> EXCERPT:
[Start of Attachment]
CHINA / SOCIETY
Northeast China’s Suifenhe applies stricter exit and entry policies amid COVID-19
Published: Apr 26, 2020 07:58 PM

A resident is scanning the health code at a residential community in Suifenhe, Northeast China's Heilongjiang Province on April 10, 2020. Photo: Xinhua





Northeast China's border city of Suifenhe on Sunday announced it is now a medium-risk region for the COVID-19 outbreak, while the whole city has been put on high alert with the implementation of a special QR code to dissuade residents from leaving the city.

According to the announcement, if local residents need to leave the city under special circumstances, they have to provide a negative nucleic acid test certificate within three days to a quarantine station. For those who cannot provide a certificate in time in the event of an emergency, such as essential medical treatment or death of a family member, the exit quarantine station may let them go and send their information to the epidemic prevention authorities at the destination.

Suifenhe residents who leave the city must undergo medical quarantine and observation for 14 days in the destination city and receive two nucleic acid tests. The quarantine stations must strictly implement measures including a health code check, ID registration, temperature checking and registration for those entering and leaving the city, it said.
[End of Attachment]
> REQUIRED WORK:
- a) In the Suifenhe article, how long must residents who leave the city spend in medical quarantine at their destination?
- b) Resume the article on Suifenhe's COVID-19 exit and entry rules from where it stops.

> DATA PROVIDED:
[Start of Attachment]
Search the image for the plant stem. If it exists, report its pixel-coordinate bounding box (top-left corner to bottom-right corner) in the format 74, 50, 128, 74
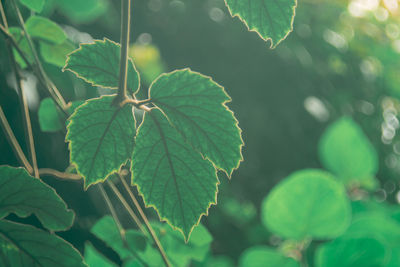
[End of Attachment]
> YOUR WRITTEN ANSWERS:
- a) 14 days.

- b)
The city, which neighbors Russia, reported one imported case and zero new domestic infections on Saturday, while 344 imported cases are still being treated and 36 patients have recovered. 

Heilongjiang Province's health authority has reported five new cases, including three cases that resulted from imported asymptomatic infections and two from close contacts.

Mi Feng, the spokesperson of China's National Health Commission, said at a press briefing on Sunday that with more than 90,000 new confirmed cases worldwide each day, the risk of imported cases continues to grow and there are still domestic cases. 

"We need to overcome paralysis and laxity, and timely detection and rapid treatment must be guaranteed," the spokesperson added.